[SET TASK] Return, word for word, every line that follows.

[SOURCE MATERIAL]
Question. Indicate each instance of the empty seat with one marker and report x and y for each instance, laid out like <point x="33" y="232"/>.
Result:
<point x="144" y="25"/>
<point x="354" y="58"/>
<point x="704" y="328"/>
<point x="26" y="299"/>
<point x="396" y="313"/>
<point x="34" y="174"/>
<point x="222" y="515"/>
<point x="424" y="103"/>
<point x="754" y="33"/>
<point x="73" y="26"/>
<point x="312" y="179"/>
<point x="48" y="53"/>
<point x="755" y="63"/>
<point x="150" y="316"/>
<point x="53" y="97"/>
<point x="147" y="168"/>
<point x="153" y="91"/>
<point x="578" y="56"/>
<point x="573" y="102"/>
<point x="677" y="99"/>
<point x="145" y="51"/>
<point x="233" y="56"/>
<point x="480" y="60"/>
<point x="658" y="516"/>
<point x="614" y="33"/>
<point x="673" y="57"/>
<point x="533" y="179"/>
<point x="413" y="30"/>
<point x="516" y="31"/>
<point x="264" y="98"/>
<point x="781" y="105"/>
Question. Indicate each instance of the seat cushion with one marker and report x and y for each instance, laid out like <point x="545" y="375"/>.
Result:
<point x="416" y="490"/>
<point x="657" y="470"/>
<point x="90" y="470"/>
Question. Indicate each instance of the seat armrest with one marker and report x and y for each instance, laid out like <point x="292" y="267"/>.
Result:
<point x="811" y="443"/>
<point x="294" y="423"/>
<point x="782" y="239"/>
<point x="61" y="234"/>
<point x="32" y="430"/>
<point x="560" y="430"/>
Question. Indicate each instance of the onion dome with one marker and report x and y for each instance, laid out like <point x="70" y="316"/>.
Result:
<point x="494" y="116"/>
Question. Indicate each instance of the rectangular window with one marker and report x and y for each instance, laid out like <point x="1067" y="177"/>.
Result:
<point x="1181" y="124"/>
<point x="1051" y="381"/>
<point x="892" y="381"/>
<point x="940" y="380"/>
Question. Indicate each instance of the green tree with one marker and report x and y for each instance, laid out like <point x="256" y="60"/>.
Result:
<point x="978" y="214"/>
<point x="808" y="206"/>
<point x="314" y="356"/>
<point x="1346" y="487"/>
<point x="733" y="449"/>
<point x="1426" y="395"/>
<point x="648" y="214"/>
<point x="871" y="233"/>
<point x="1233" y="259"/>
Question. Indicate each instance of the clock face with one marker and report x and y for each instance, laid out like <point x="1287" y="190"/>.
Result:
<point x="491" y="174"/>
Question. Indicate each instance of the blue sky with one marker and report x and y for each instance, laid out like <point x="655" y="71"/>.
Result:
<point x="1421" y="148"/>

[COMPLETE RESPONSE]
Question. Indicate each instance of the empty seat with one marker and report x and y for each instance, laid out like <point x="33" y="232"/>.
Result:
<point x="144" y="25"/>
<point x="354" y="58"/>
<point x="704" y="328"/>
<point x="26" y="299"/>
<point x="396" y="313"/>
<point x="34" y="174"/>
<point x="222" y="515"/>
<point x="424" y="103"/>
<point x="754" y="33"/>
<point x="73" y="26"/>
<point x="312" y="179"/>
<point x="48" y="53"/>
<point x="755" y="63"/>
<point x="150" y="316"/>
<point x="53" y="97"/>
<point x="147" y="168"/>
<point x="153" y="91"/>
<point x="578" y="56"/>
<point x="573" y="102"/>
<point x="677" y="99"/>
<point x="145" y="51"/>
<point x="233" y="56"/>
<point x="480" y="60"/>
<point x="658" y="516"/>
<point x="614" y="33"/>
<point x="673" y="57"/>
<point x="533" y="179"/>
<point x="413" y="30"/>
<point x="516" y="31"/>
<point x="264" y="98"/>
<point x="781" y="105"/>
Question. Indicate each instance of the seat cushion with one marker and report x and y for each instance, laid out like <point x="545" y="375"/>.
Result:
<point x="416" y="490"/>
<point x="657" y="470"/>
<point x="90" y="470"/>
Question. Indicate each instance of the seat armrest with one marker and report x and y for each instance, laid out like <point x="292" y="267"/>.
Result:
<point x="811" y="443"/>
<point x="294" y="423"/>
<point x="782" y="239"/>
<point x="61" y="234"/>
<point x="32" y="430"/>
<point x="560" y="430"/>
Question. Indicate each instance of the onion dome with one marker and report x and y for each instance, laid out like <point x="70" y="316"/>.
Result:
<point x="494" y="116"/>
Question. Indicate each instance of the rectangular window with one marker and report x and y for each instance, laid out like <point x="1067" y="177"/>.
Result:
<point x="1181" y="124"/>
<point x="1051" y="381"/>
<point x="892" y="381"/>
<point x="940" y="380"/>
Question. Indicate each instance of the green tree with one marker and report x and y for each instance, laid out like <point x="256" y="60"/>.
Result:
<point x="978" y="214"/>
<point x="808" y="206"/>
<point x="314" y="356"/>
<point x="1346" y="487"/>
<point x="733" y="449"/>
<point x="1426" y="395"/>
<point x="648" y="214"/>
<point x="871" y="233"/>
<point x="1233" y="259"/>
Question. Indicate each instance of the clock face with one marker and report x and y for each instance, laid out like <point x="1287" y="190"/>.
Result:
<point x="491" y="174"/>
Question. Indicate each instance of the blue sky with one marker and report x and y for each instance, laid out like <point x="655" y="71"/>.
Result:
<point x="1421" y="148"/>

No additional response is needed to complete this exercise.